> [SOURCE DOCUMENT]
--- start ---
The Bow, a sign of respect for the Dojo (training hall), instructor and for students and of course dicipline. We bow on entering the Dojo,its the first thing we do, and before we start a kata etc, but it is so much more than just a bow as i always tell my students everything you do in karate is self-defence. The bow is an really good and vital self-defence technique, it can be used as a brutal headbutt while ones hands may be in their pockets as someone is giveing a lot of  verbal abuse,as there may be no means of escape and have no choice but to attack first in order to stun the assailant and create a gap for a follow up technique or to simply stun and run. Secondly you may be grabbed from behind (bear hug) trapping your arms,again hands may be in pockets if cold wheather, thrusting the buttocks backwards,loosening the assailants grip etc,or from the same attack could even be a throw if the assailant is caught of guard. It can also be used in grappling wheather stand up or on the floor but it is just then a headbutt but i refer back to the bow.

Really hope this is of some interest.

Kind regards

Jason Lester

Gavin Mulholland
Gavin Mulholland's picture

Hi Jason

While I agree with the benefits of training headbutts, I'm really not sure about the bow connection.

While much of kata is codified and requires unpacking and interpretation, I'm not sure the same can be said of the bow. We know well what it is used for as this has not changed over time and is still used on a daily basis. 

Headbutts exist within some of the kata but I think the bow itself is a separate entity.
--- end ---
> [STATED TASK]
Transcribe the passage of the karate discussion between "Kind regards" and "a daily basis.", inclusive. Draw solely on the karate discussion above, without outside sources.

> [INFORMATION SUPPLIED]
--- start ---
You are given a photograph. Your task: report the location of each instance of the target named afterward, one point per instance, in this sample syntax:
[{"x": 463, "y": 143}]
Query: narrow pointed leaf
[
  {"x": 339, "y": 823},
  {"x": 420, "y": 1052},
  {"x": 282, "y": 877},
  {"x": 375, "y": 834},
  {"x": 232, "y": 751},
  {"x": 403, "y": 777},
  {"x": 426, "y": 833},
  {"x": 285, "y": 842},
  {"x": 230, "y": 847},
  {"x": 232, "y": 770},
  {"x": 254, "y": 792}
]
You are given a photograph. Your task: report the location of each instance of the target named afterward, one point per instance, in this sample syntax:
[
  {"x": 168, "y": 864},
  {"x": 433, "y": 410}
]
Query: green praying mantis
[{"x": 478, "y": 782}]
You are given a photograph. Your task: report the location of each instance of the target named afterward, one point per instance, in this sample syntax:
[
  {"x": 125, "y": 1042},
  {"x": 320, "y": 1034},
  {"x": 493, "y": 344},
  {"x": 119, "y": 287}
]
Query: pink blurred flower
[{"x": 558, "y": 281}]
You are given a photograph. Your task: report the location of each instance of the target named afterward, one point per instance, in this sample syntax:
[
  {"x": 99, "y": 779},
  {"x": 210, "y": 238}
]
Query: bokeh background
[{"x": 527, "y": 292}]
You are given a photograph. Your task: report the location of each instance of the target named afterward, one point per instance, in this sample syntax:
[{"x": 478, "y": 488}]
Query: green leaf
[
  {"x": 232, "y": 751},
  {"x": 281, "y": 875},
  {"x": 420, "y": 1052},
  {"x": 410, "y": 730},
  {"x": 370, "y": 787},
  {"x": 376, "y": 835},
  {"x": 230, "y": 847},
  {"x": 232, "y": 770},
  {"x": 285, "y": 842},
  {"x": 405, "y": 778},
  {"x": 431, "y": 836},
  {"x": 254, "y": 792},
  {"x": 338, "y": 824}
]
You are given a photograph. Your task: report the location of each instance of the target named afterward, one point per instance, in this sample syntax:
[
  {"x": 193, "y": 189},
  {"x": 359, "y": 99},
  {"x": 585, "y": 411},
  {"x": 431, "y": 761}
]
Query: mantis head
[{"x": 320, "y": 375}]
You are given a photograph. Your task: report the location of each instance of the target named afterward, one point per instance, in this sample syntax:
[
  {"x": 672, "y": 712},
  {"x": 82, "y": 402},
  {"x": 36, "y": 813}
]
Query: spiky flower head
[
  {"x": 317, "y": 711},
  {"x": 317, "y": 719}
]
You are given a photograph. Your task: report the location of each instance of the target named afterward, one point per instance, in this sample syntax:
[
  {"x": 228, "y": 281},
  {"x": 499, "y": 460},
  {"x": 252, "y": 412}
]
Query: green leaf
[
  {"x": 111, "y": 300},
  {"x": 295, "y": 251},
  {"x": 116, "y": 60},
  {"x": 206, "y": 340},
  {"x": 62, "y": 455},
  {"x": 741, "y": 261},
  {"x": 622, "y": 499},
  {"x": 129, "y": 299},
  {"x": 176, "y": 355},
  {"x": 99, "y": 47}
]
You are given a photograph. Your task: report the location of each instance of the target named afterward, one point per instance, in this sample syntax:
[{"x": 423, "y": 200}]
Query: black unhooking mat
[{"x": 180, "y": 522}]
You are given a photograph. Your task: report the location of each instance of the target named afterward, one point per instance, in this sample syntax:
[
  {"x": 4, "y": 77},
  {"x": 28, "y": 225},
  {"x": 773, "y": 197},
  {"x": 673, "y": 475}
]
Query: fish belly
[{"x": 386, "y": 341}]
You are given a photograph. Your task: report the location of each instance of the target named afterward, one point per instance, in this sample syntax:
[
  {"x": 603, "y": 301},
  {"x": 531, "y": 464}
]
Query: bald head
--- end ---
> [COMPLETED TASK]
Kind regards

Jason Lester

Gavin Mulholland
Gavin Mulholland's picture

Hi Jason

While I agree with the benefits of training headbutts, I'm really not sure about the bow connection.

While much of kata is codified and requires unpacking and interpretation, I'm not sure the same can be said of the bow. We know well what it is used for as this has not changed over time and is still used on a daily basis.